**GOAL:** Write out every line of the listing below again, requests included, scaling each point coordinate in the answers by 0.6 and rounding to whole numbers, with halves rounded up. Leave the pictures out.

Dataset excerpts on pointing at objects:
»»

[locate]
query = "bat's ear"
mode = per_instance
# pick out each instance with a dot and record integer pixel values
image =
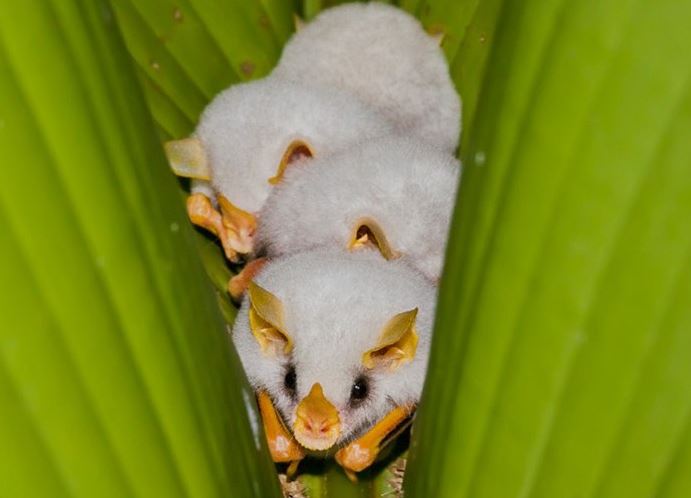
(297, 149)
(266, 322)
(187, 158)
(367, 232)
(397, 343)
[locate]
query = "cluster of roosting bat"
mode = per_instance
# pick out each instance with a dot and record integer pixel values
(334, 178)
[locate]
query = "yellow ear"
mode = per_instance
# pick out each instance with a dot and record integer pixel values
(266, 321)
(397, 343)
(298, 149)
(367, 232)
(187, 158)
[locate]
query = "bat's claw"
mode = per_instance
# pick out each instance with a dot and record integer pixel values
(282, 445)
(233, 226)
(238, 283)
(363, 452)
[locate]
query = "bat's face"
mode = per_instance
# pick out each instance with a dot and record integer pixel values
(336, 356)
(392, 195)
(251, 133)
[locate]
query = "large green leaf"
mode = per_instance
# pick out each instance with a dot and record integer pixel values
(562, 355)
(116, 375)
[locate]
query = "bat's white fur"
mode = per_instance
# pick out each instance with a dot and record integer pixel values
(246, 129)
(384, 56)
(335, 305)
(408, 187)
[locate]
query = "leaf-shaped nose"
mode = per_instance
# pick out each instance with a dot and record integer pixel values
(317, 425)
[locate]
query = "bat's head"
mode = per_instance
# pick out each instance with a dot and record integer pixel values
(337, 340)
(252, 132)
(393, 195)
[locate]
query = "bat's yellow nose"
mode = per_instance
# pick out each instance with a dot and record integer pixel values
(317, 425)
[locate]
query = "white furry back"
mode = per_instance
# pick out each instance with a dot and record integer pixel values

««

**COMPLETED EXERCISE:**
[locate]
query = "bat's ear"
mode = per_instance
# pick out each instance with a dot and record integer pixel values
image =
(178, 89)
(160, 193)
(112, 95)
(220, 139)
(238, 206)
[locate]
query = "cluster of roosting bat"
mode = per_instance
# pick out each instance with a dot and record integer pixel values
(200, 107)
[locate]
query = "yellow ear"
mode = per_instance
# pick out each instance with a dot and record integer pixel values
(160, 193)
(238, 206)
(179, 89)
(220, 139)
(112, 95)
[locate]
query = "bat's claw"
mode = per_instance
# pick out each instance with a dot and record integer pixel values
(169, 267)
(140, 136)
(143, 170)
(218, 271)
[locate]
query = "bat's face"
mode = per_instance
# pick out each instance with a dot and record integer pixel values
(202, 214)
(235, 117)
(151, 80)
[locate]
query = "large green leaf"
mode = per_instance
# pick out each instance with a dot and record integer pixel values
(337, 213)
(70, 225)
[locate]
query = "bat's white fur"
mode = per_instance
# pick out each instance with a dot and record integer pixel values
(148, 77)
(230, 34)
(201, 183)
(245, 112)
[locate]
query = "leaf-shaped nose"
mode = per_instance
# pick out each instance with a dot and record integer pixel values
(190, 255)
[locate]
query = "bat's head"
mode = per_instance
# pick out each instance with a dot and record integer pixel values
(202, 204)
(151, 79)
(236, 117)
[locate]
query = "bat's yellow nose"
mode = per_instance
# pick out each instance with a dot and record integer pixel values
(190, 255)
[locate]
query = "white furry back"
mode = per_instance
# pick out each instance with a dot and record integer pixel values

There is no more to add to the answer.